## Extract to read
——

Entertainment was always obsessed with sex and death, but while sex is easy to depict and always titillating, waiting around for people to age and die is neither easy to depict nor titillating. An even bigger problem was that younger people tend to have sex, while dying is generally done by the aged. This makes it hard to hold a plot together. The solution was violence because it made death more controllable. Death could now be produced on schedule. It made for more cohesive plots because now the same people who had sex in one scene could die in the next.

Entertainment is not unique in its obsession with death. Elsewhere, too, death exerts a morbid allure. Cars slow down as they pass an accident. Even little children, sensing a death in the family, innocently but persistently question in order to probe what they sense to be a giant mystery. Nobody hears of an aircraft accident without contemplating the passengers’ terrible final moments. Death involuntarily intrudes on most people’s thoughts during a day.

——

## Task goal
Reproduce the passage on entertainment and death word for word, from start to finish. The lines that come next play no part in the work.

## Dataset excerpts
——

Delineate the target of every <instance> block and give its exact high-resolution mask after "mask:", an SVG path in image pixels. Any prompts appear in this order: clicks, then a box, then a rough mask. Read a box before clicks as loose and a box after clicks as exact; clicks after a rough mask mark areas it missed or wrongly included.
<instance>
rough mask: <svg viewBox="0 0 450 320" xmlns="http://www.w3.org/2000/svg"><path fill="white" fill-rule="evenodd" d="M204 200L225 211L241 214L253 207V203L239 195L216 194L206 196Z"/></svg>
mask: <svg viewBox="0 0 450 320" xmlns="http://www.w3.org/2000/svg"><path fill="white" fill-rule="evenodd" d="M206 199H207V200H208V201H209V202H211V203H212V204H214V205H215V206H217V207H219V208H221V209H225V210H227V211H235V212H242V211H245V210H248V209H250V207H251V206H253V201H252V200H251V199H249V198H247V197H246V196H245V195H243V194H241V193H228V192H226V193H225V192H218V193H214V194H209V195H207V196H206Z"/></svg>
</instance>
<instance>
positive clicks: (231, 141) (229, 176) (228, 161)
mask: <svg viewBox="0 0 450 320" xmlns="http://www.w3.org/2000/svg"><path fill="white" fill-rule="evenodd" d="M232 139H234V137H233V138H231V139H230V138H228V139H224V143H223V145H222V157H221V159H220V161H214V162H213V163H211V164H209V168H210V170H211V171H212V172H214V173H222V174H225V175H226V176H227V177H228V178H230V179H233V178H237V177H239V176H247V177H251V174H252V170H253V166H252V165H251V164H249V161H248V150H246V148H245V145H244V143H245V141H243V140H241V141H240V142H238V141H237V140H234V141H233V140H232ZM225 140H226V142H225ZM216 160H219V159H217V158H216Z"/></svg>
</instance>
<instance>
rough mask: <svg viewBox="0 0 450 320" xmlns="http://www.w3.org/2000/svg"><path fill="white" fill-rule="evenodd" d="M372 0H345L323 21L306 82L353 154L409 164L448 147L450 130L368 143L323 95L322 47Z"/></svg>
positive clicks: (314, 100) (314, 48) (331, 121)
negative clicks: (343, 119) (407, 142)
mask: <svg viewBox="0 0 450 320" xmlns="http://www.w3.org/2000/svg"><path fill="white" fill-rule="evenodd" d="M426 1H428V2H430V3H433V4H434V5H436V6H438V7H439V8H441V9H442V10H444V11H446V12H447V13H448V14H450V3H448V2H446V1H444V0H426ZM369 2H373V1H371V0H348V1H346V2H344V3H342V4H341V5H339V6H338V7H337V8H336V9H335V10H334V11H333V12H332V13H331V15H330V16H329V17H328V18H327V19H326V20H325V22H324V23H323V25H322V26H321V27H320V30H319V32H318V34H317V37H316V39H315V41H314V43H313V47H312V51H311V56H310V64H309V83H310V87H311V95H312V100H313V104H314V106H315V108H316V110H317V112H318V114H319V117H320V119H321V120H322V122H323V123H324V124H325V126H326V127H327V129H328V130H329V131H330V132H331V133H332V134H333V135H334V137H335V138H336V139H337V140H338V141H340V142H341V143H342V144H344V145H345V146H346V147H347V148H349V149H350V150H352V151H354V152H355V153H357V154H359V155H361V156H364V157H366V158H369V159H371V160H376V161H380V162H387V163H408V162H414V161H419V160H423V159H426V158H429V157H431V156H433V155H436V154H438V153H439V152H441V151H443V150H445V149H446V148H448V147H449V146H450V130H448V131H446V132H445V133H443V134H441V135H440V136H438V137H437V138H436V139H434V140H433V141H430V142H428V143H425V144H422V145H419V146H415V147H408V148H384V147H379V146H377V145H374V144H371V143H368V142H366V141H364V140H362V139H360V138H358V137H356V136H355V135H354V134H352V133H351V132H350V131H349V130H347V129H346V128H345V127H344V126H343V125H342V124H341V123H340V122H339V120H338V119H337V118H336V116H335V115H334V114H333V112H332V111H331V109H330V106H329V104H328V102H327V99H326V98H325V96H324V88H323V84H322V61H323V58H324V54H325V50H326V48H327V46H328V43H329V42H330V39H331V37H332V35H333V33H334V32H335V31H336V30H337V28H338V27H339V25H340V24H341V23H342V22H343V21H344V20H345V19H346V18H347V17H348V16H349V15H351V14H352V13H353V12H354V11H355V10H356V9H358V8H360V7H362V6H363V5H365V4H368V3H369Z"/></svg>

——

## Result below
Entertainment was always obsessed with sex and death, but while sex is easy to depict and always titillating, waiting around for people to age and die is neither easy to depict nor titillating. An even bigger problem was that younger people tend to have sex, while dying is generally done by the aged. This makes it hard to hold a plot together. The solution was violence because it made death more controllable. Death could now be produced on schedule. It made for more cohesive plots because now the same people who had sex in one scene could die in the next.

Entertainment is not unique in its obsession with death. Elsewhere, too, death exerts a morbid allure. Cars slow down as they pass an accident. Even little children, sensing a death in the family, innocently but persistently question in order to probe what they sense to be a giant mystery. Nobody hears of an aircraft accident without contemplating the passengers’ terrible final moments. Death involuntarily intrudes on most people’s thoughts during a day.